> Rows from a segmentation dataset:
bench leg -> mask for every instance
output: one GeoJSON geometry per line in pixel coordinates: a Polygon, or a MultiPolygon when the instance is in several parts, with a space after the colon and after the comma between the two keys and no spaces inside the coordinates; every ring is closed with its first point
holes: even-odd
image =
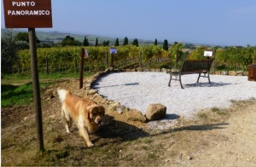
{"type": "Polygon", "coordinates": [[[196,83],[199,83],[199,78],[200,78],[200,77],[201,77],[201,73],[199,73],[199,76],[198,76],[198,78],[197,78],[196,83]]]}
{"type": "Polygon", "coordinates": [[[181,83],[181,75],[179,75],[179,84],[180,84],[181,89],[184,89],[184,88],[183,87],[183,84],[181,83]]]}
{"type": "Polygon", "coordinates": [[[170,80],[169,80],[168,86],[171,86],[171,81],[172,81],[172,75],[170,73],[170,80]]]}

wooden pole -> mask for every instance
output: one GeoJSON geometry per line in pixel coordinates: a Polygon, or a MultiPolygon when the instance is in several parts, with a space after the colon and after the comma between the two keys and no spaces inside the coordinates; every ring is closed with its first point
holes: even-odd
{"type": "Polygon", "coordinates": [[[80,61],[80,84],[79,84],[79,89],[83,88],[83,79],[84,79],[84,49],[82,48],[82,54],[81,54],[81,61],[80,61]]]}
{"type": "Polygon", "coordinates": [[[113,67],[113,54],[111,54],[111,60],[110,60],[110,67],[113,67]]]}
{"type": "Polygon", "coordinates": [[[108,68],[108,51],[106,51],[106,55],[105,55],[105,58],[106,58],[106,69],[108,68]]]}
{"type": "Polygon", "coordinates": [[[36,31],[35,28],[28,28],[28,38],[31,55],[31,66],[33,85],[33,95],[35,103],[36,123],[38,130],[38,140],[39,143],[39,151],[44,152],[44,137],[43,137],[43,123],[42,123],[42,108],[40,98],[39,78],[38,70],[38,55],[36,45],[36,31]]]}

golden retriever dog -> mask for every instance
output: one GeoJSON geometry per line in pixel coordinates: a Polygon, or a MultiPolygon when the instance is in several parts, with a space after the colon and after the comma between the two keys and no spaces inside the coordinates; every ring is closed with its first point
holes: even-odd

> Objective:
Copy all the rows above word for word, leaving out the pictures.

> Task response:
bench leg -> mask for every instance
output: one GeoJSON geometry per line in pixel coordinates: a Polygon, or a MultiPolygon when the instance is in several parts, with a space after the colon and after the comma between the two keys and no spaces inside the coordinates; every ring is closed with its first point
holes: even-odd
image =
{"type": "Polygon", "coordinates": [[[196,83],[199,83],[199,78],[200,78],[200,77],[201,77],[201,73],[199,73],[199,76],[198,76],[198,78],[197,78],[196,83]]]}
{"type": "Polygon", "coordinates": [[[181,83],[181,75],[179,75],[179,84],[180,84],[181,89],[184,89],[184,88],[183,87],[183,84],[181,83]]]}
{"type": "Polygon", "coordinates": [[[170,80],[169,80],[168,86],[171,86],[171,81],[172,81],[172,75],[170,73],[170,80]]]}

wooden pole -> mask for every instance
output: one GeoJSON geometry per line in pixel coordinates: a Polygon, or a MultiPolygon when the instance is in several parts, with a space after the colon and after the comma between the two keys and no spaces inside the coordinates; every ring is closed with its first point
holes: even-odd
{"type": "Polygon", "coordinates": [[[80,61],[80,84],[79,84],[79,89],[83,88],[83,79],[84,79],[84,49],[82,48],[82,54],[81,54],[81,61],[80,61]]]}
{"type": "Polygon", "coordinates": [[[113,67],[113,54],[111,54],[111,60],[110,60],[110,67],[113,67]]]}
{"type": "Polygon", "coordinates": [[[108,68],[108,51],[106,51],[106,55],[105,55],[105,58],[106,58],[106,69],[108,68]]]}
{"type": "Polygon", "coordinates": [[[36,31],[35,28],[28,28],[28,38],[31,55],[31,66],[33,85],[33,95],[35,103],[36,123],[38,130],[38,140],[39,143],[39,151],[44,152],[44,137],[43,137],[43,123],[42,123],[42,108],[40,98],[39,78],[38,70],[38,55],[36,45],[36,31]]]}

golden retriever dog -> mask for every instance
output: one GeoJSON geometry per line in pixel coordinates: a Polygon, or a MultiPolygon when the instance is in several parts, with a space after the colon and after the comma between the two keys and no spaces inside the coordinates; every ring is closed with its first point
holes: even-odd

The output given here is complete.